Single by Polo G, Stunna 4 Vegas and NLE Choppa featuring Mike Will Made It

from the album The Goat
- Released: February 14, 2020
- Genre: Hip hop
- Length: 2:46
- Label: Columbia
- Songwriters: Taurus Bartlett; Khalick Caldwell; Bryson Potts; Michael Williams II; Brytavious Chambers;
- Producers: Mike Will Made It; Tay Keith;

Polo G singles chronology
| "First Place" (2020) | "Go Stupid" (2020) | "DND" (2020) |

Stunna 4 Vegas singles chronology
| "Change My Life" (2020) | "Go Stupid" (2020) | "Freestyle" (2020) |

NLE Choppa singles chronology
| "Exotic" (2020) | "Go Stupid" (2020) | "100 Shots" (2020) |

Mike Will Made It singles chronology
| "Valentine" (2020) | "Go Stupid" (2020) | "Bang Bang" (2020) |

Music video
- Go Stupid" on YouTube

= Go Stupid =

2020 song by Polo G, Stunna 4 Vegas, NLE Choppa featuring Mike Will Made It

"Go Stupid" is a song by American rappers Polo G, Stunna 4 Vegas, and NLE Choppa featuring American record producer Mike Will Made It, who produced the song alongside late American record producer Tay Keith. It was released on February 14, 2020, as the lead single from Polo G's second studio album The Goat. The song went viral on social media including video sharing app TikTok.

The track debuted and peaked at number 60 on the US Billboard Hot 100, making it the second Hot 100 entry for Polo G and Stunna 4 Vegas, and the fourth for NLE Choppa.

==Background==
The track was first announced in an Instagram post by Polo G on February 7, 2020. A snippet of the track was later posted on Polo's Instagram account on February 12, two days before the release of the track.

==Composition==
The song has no chorus, instead finding all three rappers "ripping up" a Mike Will Made-It and Tay Keith beat, going verse to verse in order of the rappers credited. Polo G raps about his beginnings and uses NBA references ("Before all of this rap shit, I was gangbangin' and doin' high speeds on the cops and shit / And I'm straight from the Chi, but I ball like a king up in Cali and shoot like Stojaković").
━━━━━━━━━━━━━━━━━━━━
### QUESTIONS
A - According to the article about the song "Go Stupid," where did Polo G first announce the track, and on what date?
B - Carry on the article about the song "Go Stupid" from the point where it stops.

### RECORD EXTRACTS
━━━━━━━━━━━━━━━━━━━━
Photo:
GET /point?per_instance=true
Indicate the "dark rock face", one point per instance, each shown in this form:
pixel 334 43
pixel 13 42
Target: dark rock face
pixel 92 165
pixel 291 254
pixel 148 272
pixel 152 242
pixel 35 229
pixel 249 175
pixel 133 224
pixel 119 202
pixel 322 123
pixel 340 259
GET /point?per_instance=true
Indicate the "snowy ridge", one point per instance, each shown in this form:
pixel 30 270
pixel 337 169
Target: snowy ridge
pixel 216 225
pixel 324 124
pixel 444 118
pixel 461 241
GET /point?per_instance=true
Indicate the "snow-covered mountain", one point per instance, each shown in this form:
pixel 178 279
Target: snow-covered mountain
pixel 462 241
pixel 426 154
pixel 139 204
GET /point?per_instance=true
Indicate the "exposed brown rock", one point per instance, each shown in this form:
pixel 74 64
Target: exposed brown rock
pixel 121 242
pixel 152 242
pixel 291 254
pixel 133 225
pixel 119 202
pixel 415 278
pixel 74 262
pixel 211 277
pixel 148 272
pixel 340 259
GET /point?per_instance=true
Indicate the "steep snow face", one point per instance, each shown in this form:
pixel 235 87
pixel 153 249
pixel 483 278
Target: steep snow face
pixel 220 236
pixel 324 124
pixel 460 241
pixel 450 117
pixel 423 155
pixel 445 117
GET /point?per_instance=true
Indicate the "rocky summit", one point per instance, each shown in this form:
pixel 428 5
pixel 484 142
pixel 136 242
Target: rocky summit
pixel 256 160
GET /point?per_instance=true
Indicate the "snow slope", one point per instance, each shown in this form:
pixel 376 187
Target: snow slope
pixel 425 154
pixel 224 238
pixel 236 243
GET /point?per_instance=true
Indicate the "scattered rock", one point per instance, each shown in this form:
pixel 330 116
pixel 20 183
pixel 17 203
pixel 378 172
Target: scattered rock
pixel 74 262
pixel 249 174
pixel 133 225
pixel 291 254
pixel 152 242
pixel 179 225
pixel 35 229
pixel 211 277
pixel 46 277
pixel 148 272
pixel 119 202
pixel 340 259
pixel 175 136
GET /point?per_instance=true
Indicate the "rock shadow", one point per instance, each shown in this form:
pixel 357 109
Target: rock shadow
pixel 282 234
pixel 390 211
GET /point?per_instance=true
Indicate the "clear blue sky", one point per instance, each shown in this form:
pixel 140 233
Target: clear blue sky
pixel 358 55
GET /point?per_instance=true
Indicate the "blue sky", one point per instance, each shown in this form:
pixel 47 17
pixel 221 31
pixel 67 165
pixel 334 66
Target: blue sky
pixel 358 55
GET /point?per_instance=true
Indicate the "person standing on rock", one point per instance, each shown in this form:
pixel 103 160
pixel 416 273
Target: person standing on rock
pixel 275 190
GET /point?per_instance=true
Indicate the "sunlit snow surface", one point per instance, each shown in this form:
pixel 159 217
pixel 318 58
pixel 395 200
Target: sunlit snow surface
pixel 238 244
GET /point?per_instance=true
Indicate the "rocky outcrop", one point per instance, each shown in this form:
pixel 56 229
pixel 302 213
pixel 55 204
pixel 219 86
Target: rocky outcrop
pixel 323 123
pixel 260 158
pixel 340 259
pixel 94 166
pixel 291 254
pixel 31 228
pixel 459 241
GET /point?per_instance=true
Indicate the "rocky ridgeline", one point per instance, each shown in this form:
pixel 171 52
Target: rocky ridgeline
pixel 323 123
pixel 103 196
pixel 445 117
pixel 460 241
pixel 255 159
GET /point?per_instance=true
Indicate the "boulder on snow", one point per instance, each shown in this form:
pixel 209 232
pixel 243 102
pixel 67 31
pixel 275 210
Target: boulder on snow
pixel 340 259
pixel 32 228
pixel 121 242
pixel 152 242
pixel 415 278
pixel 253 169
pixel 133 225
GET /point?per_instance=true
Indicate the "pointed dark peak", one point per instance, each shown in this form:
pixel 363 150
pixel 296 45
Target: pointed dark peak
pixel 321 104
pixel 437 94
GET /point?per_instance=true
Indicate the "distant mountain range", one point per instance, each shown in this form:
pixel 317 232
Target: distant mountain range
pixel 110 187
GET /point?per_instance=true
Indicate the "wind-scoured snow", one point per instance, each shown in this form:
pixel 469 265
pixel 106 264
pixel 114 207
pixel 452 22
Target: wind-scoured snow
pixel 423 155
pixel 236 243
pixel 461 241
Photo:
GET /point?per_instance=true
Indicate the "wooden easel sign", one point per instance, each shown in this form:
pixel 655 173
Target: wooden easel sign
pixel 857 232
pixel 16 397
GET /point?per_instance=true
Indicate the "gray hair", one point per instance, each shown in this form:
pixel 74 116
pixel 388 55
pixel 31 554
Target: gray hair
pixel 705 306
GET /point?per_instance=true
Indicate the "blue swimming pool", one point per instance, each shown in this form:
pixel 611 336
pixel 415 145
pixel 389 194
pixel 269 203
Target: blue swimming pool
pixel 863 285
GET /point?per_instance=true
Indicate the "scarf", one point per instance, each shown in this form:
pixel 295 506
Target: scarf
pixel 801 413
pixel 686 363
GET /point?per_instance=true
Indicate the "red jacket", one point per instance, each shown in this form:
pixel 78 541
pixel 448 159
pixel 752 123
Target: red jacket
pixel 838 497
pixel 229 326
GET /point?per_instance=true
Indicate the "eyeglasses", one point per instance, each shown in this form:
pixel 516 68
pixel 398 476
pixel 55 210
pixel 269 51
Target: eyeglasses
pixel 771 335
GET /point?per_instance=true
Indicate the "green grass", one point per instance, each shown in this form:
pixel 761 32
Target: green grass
━━━━━━━━━━━━━━━━━━━━
### RESULTS BY TASK
A - In an Instagram post on February 7, 2020.

B -
==Critical reception==
Polo G has received particular praise for his verse. Alex Zidel of HotNewHipHop said that Polo G "continued to prove that he can rap his ass off", and that he had "fast-paced bars". Jessica McKinney of Complex called the song a "rowdy club record".

==TikTok tutorials==
The song has become popular on video-sharing app TikTok where people use it to create viral tutorials in a virtual classroom. These videos draw inspiration from the song's official music video, which is set in a high school.

==Music video==
The music video for the track was released on February 14, 2020. It was directed by Michael Garcia, with the video concept by Jamicheal Thomas. It features all three rappers partying and dancing at a high school.

==In popular culture==
"Go Stupid" appears on the NBA 2K21 video game soundtrack.

== Charts ==

| Chart (2020) | Peak position |
|---|---|
| Canada Hot 100 (Billboard) | 28 |
| Ireland (IRMA) | 97 |
| New Zealand Hot Singles (RMNZ) | 16 |
| US Billboard Hot 100 | 60 |
| US Hot R&B/Hip-Hop Songs (Billboard) | 29 |
| US Rolling Stone Top 100 | 33 |

==Certifications==

| Region | Certification | Certified units/sales |
| Canada (Music Canada) | 3× Platinum | 240,000^{‡} |
| New Zealand (RMNZ) | Gold | 15,000^{‡} |
| United Kingdom (BPI) | Silver | 200,000^{‡} |
| United States (RIAA) | 4× Platinum | 4,000,000^{‡} |
^{‡} Sales+streaming figures based on certification alone.